- _Trecho do documento_
________________________

Tudo isso fica evidente já nos primeiros segundos do disco, com o toque de berimbau sintetizado que abre o caminho para “Fuzuê” e seus versos anunciando a chegada firme e incendiária: “Já vai começar o fuzuê/ Então eu vou deixar inflamar”. Noutro momento da canção, ela desafia: “Ei, cê fala com quem?/ Tem medo de que?”. A temperatura aumenta em torno do berimbau metalizado, na combustão da eletrônica de gueto, Áfricas e Brasis em suas esquinas do século XXI — som de preto, enfim.
— Minha avó era baiana, sempre me senti conectada com a Bahia. Há muito tempo tinha vontade de trabalhar com um produtor baiano, e especialmente com o Rafa — conta Karol. — A gente já conhecia o trabalho um do outro, a afinidade foi imediata. Muitas músicas eu fiz a letra na hora, improvisando sobre o que ele me mostrava.

________________________

Dados de localização com um ponto por instância:
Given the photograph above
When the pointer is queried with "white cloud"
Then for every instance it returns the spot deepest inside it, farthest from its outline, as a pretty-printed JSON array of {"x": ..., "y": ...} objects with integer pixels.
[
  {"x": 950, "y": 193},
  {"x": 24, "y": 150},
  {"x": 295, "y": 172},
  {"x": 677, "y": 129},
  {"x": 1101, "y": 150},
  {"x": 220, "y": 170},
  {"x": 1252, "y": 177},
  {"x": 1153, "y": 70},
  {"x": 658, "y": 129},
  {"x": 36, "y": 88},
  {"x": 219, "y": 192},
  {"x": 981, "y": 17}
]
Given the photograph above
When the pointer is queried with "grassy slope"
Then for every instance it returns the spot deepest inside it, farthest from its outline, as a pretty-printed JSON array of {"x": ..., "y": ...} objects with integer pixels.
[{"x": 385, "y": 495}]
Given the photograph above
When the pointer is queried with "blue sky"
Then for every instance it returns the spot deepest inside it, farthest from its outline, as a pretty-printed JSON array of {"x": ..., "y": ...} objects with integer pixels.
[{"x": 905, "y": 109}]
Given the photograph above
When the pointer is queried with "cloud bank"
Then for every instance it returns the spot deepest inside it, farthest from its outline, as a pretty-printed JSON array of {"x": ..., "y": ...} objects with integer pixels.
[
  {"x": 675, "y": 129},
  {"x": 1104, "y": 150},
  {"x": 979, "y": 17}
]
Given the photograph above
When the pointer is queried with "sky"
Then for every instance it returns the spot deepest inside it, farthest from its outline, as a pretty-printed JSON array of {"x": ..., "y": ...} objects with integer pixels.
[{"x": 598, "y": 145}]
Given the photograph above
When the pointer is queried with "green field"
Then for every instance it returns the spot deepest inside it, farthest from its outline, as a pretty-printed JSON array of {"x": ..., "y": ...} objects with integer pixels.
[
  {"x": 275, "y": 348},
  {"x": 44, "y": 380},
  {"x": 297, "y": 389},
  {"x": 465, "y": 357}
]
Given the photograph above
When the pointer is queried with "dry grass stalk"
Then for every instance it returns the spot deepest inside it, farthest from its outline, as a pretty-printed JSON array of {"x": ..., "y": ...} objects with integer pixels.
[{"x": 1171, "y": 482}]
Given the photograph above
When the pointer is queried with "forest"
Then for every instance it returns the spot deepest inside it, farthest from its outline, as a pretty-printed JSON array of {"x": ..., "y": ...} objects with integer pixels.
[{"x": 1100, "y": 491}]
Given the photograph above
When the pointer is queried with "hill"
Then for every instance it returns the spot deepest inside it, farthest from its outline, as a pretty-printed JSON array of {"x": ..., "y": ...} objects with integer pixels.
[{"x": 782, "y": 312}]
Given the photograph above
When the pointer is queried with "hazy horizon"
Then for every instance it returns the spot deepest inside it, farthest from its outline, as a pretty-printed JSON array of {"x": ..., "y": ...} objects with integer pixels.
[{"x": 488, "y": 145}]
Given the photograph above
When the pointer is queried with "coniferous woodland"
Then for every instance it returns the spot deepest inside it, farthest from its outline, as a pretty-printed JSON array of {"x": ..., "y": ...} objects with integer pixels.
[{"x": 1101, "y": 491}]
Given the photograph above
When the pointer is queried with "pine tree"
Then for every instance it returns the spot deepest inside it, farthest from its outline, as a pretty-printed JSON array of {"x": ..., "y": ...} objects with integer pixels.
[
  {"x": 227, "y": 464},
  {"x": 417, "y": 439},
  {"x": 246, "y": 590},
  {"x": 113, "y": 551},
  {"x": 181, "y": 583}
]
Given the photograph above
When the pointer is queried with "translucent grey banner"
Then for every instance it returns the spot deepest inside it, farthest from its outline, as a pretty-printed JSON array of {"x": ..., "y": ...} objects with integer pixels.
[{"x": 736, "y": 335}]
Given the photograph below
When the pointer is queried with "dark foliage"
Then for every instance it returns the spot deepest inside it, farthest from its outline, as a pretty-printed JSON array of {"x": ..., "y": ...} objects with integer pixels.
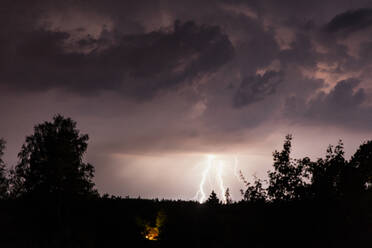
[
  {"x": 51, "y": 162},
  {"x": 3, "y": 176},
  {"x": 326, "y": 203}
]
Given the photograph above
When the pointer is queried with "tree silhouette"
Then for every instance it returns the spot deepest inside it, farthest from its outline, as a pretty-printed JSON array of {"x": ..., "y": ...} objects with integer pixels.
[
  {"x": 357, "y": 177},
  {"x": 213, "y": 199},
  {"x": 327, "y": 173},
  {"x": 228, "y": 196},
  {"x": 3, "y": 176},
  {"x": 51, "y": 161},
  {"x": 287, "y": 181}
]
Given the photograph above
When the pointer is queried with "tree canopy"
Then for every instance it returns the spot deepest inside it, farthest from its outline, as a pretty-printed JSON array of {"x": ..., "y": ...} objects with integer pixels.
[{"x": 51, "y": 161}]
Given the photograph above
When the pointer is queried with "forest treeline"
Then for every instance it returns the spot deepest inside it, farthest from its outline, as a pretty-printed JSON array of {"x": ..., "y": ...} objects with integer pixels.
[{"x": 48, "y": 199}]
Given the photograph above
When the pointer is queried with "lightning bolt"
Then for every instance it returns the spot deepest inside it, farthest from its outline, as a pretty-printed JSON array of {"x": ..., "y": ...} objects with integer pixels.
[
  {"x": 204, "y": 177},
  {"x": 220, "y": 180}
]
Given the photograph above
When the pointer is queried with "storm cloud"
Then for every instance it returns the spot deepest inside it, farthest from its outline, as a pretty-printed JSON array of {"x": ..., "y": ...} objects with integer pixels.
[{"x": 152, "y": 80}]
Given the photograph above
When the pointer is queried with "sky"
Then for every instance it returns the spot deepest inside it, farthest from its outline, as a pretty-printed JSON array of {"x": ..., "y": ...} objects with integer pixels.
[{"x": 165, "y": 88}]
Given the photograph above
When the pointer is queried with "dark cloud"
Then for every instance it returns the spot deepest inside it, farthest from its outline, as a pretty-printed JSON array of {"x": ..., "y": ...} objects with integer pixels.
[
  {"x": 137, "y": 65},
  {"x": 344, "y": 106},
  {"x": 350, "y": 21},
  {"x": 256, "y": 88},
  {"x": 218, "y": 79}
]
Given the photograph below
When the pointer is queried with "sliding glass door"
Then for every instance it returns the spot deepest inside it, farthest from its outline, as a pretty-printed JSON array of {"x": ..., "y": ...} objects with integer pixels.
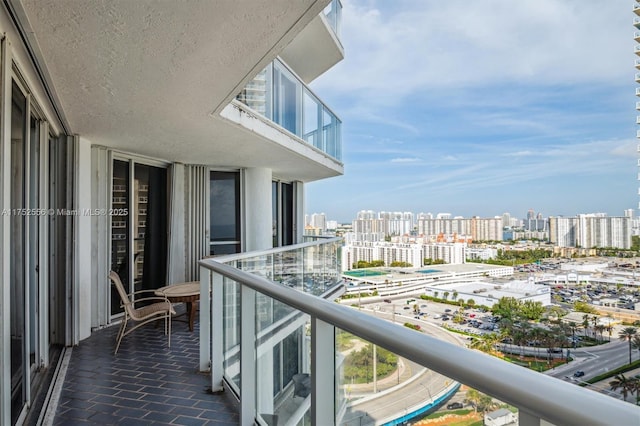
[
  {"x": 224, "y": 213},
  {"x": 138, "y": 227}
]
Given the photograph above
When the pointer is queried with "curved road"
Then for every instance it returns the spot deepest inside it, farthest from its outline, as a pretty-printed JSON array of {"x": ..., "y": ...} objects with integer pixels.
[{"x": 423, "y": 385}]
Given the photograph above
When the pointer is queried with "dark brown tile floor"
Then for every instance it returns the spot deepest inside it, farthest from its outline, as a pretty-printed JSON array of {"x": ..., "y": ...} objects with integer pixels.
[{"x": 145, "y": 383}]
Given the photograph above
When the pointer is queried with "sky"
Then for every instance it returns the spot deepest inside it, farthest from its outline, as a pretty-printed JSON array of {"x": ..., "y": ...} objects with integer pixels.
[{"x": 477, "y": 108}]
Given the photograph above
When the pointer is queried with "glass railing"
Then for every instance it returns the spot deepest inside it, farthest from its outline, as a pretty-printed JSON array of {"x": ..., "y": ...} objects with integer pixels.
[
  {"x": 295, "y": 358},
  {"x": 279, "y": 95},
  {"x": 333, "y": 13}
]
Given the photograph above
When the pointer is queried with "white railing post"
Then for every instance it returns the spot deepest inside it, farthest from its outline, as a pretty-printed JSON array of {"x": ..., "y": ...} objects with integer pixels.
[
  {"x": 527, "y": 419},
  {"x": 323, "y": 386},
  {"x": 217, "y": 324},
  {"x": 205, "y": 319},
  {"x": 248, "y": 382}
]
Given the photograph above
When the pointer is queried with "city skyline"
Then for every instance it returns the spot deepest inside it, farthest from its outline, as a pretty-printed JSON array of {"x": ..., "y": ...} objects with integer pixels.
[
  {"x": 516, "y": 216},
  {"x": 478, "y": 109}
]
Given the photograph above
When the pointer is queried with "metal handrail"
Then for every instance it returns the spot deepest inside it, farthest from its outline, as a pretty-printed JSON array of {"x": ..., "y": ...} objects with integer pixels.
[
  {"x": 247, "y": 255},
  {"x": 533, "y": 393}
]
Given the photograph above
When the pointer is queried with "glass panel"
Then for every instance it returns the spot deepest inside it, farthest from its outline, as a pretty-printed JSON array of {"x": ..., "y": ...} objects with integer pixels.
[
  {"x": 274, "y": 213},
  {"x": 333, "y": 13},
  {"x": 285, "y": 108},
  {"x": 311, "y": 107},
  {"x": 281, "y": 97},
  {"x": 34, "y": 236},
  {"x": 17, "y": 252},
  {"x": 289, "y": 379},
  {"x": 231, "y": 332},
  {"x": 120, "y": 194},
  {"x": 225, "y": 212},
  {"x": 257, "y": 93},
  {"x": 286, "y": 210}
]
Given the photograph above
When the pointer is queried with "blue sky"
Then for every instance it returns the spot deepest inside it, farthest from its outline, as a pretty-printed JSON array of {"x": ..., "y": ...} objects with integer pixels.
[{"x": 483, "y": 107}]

________________________

- _Suas tarefas_
- a) Responda com base no trecho sobre o disco de Karol:
(i) Qual instrumento, em toque sintetizado, abre o caminho para "Fuzuê"?
(ii) De que estado era a avó de Karol?
(iii) Segundo Karol, como ela fez a letra de muitas músicas?
- b) Dê sequência ao trecho sobre o disco de Karol, a partir da última frase mostrada.

- _Respostas por tarefa_
- a)
(i) O berimbau.
(ii) Da Bahia.
(iii) Na hora, improvisando sobre o que Rafa lhe mostrava.

- b)
“Se sai” brinca com a baianidade da expressão (algo como “vá embora”) pra poder falar sério sobre a crueldade leviana de quem julga. Sobre atabaques sintetizados, Karol canta, voz de rua: “Quem nunca erra/ Sempre tá por cima/ E quem tá por cima/ Finge que não erra”. O álbum está disponível nas plataformas digitais.
Da voz de rua pra voz da consciência, Karol explora outras nuances de seu canto em “Mal nenhum”, faixa seguinte — o álbum todo, aliás, amplia as possibilidades vocais da cantora, que a cada canção parece investigar um novo terreno. “Mal nenhum” trata do autoconhecimento pra entender o que é sua carga e o que não: “Não é sobre mim/ Toda essa amargurara aê”. Novamente, ela se afirma (“Por onde eu ando/ Batucada bate até de manhã”) e desafia (“Por onde eu ando/ Eu nunca te vi lá”).
“Cê num pode”, sobre triângulo e tambores tensos, é ainda mais contundente na marra (“Essa já é o lado Mamacita”, brinca Karol). Resposta dedo-na-cara ao cancelamento, em meio a versos como “Eu vou botar pressão” e “Sou foda, pode admitir”, Karol crava: “Comigo cê num pode, não”.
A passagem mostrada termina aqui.